> ACTIVITY
Copy the data below exactly, omitting any picture it contains.

> DATA PROVIDED
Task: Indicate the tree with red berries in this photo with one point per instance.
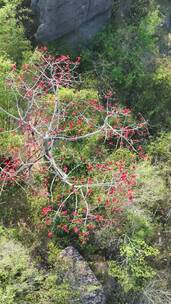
(68, 138)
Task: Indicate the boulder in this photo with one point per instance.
(81, 278)
(74, 21)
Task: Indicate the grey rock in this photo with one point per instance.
(81, 277)
(75, 21)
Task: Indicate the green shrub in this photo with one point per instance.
(133, 271)
(125, 57)
(13, 42)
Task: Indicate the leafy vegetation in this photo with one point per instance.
(78, 165)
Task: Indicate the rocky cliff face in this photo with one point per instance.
(73, 20)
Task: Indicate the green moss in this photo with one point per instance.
(21, 282)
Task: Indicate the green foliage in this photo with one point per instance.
(125, 57)
(21, 282)
(133, 271)
(6, 94)
(13, 42)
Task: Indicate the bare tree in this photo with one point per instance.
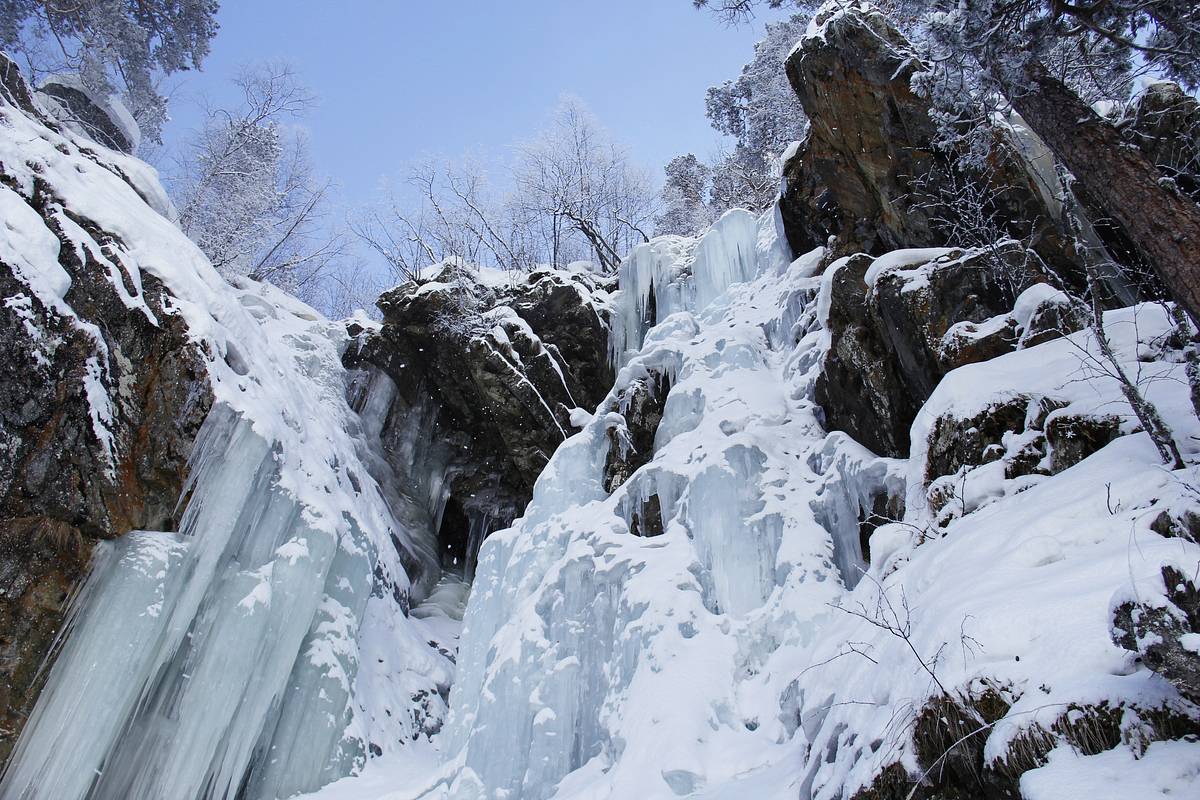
(448, 215)
(246, 191)
(585, 186)
(115, 46)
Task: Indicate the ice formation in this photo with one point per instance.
(263, 649)
(751, 648)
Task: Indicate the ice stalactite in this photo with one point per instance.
(221, 661)
(595, 657)
(672, 274)
(264, 648)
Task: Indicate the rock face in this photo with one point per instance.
(103, 394)
(1164, 124)
(894, 340)
(869, 173)
(504, 364)
(103, 121)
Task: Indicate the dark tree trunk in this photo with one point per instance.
(1117, 179)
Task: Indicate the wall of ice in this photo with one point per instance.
(595, 662)
(264, 648)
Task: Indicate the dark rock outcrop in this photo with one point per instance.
(893, 342)
(870, 174)
(1164, 124)
(504, 366)
(78, 109)
(1164, 630)
(103, 394)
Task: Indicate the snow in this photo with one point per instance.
(741, 653)
(249, 632)
(750, 649)
(112, 106)
(1168, 769)
(900, 259)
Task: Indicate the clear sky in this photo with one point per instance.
(401, 79)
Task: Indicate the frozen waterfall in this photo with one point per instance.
(223, 660)
(597, 662)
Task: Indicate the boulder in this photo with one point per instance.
(892, 341)
(103, 392)
(102, 120)
(870, 174)
(504, 362)
(1164, 124)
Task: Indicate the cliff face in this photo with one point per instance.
(870, 172)
(103, 394)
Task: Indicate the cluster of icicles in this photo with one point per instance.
(220, 661)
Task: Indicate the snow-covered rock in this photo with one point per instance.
(255, 645)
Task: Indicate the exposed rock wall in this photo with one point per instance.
(870, 174)
(504, 362)
(103, 394)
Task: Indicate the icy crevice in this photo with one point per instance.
(240, 656)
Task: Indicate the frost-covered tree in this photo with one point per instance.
(759, 109)
(739, 11)
(1014, 49)
(760, 114)
(685, 197)
(574, 176)
(246, 192)
(115, 46)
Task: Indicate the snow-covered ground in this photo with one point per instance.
(243, 636)
(749, 650)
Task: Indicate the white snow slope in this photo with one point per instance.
(232, 648)
(748, 651)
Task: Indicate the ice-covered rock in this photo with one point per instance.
(485, 370)
(255, 645)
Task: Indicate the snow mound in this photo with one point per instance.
(243, 633)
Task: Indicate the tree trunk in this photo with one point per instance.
(1116, 178)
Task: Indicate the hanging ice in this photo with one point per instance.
(592, 657)
(240, 656)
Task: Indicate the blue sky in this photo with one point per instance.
(401, 79)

> RESPONSE
Task: Indicate the tree with red berries in this photo with one point per instance.
(68, 138)
Task: Indicate the boulder in this photo with one point per instance.
(81, 278)
(74, 21)
Task: Indicate the grey rock in this photo with one point per instance.
(81, 277)
(75, 21)
Task: Indicate the green shrub in this photo with one point per instance.
(133, 271)
(125, 57)
(13, 42)
Task: Indicate the leafy vegetation in this photo with one point per instance.
(78, 165)
Task: Indicate the rocky cliff face in this photo with one point per instance.
(73, 20)
Task: Indicate the green moss in this photo with one point per instance.
(21, 282)
Task: Indicate the green foliage in this photo with one point per instance.
(125, 57)
(21, 282)
(133, 271)
(6, 94)
(13, 42)
Task: Indicate the bare tree in this photo with one point per instance.
(448, 215)
(246, 191)
(585, 186)
(115, 46)
Task: Indicate the ice formation in this photo with one point per instance.
(263, 649)
(751, 648)
Task: Indicate the ice stalactite in this photo with one point per instance.
(221, 661)
(595, 657)
(672, 274)
(264, 648)
Task: Indicate the rock face in this photo with one point per instance.
(103, 394)
(1164, 124)
(894, 340)
(869, 173)
(504, 364)
(103, 121)
Task: Indicate the dark tree trunk in this photo with one point per instance.
(1117, 179)
Task: Indicate the wall of ice in this photo with one point per instance.
(595, 662)
(264, 648)
Task: Indicate the dark rock outcrop in this photo with one point per instance.
(893, 342)
(870, 174)
(1164, 124)
(504, 366)
(78, 109)
(1164, 630)
(103, 394)
Task: Indicate the snow in this photo with one point per instance.
(741, 653)
(249, 632)
(750, 649)
(112, 106)
(1168, 769)
(900, 259)
Task: Indicate the clear sky in this photo with one point per instance.
(401, 79)
Task: Indicate the frozen waterfall in this photo with one point per instance.
(223, 660)
(597, 662)
Task: Indicate the boulder in this photo with one point per instance.
(892, 341)
(103, 392)
(102, 120)
(870, 174)
(504, 362)
(1164, 124)
Task: Indicate the cliff face in this photo with one point per instance.
(870, 172)
(103, 394)
Task: Indicate the cluster of icicles in this photo with one point per instance.
(220, 661)
Task: Indicate the snow-covered rock in this photo with one point per instance.
(255, 645)
Task: Indicate the exposed rock wall in this photo with one point per instance.
(870, 174)
(504, 362)
(103, 394)
Task: Indicate the icy crevice in this photo with one point per instance.
(240, 656)
Task: Indicate the frost-covered tree in this photo with one point per instance.
(759, 109)
(739, 11)
(1014, 49)
(760, 114)
(685, 197)
(574, 176)
(246, 192)
(115, 46)
Task: Indicate the snow-covered ground in this photo with one point per instance.
(243, 636)
(749, 650)
Task: Indicate the white snow slope in this photo with one point per instance.
(232, 648)
(748, 651)
Task: Indicate the ice-covered rock in this photo with one point per instance.
(485, 370)
(255, 645)
Task: Indicate the snow mound in this photo with one point per instance.
(243, 633)
Task: Indicate the tree trunk in this photo with one point per instance.
(1116, 178)
Task: Indicate the hanging ice in this photo with one point per instance.
(592, 657)
(240, 656)
Task: Indicate the blue sky in this photo with one point per instance.
(401, 79)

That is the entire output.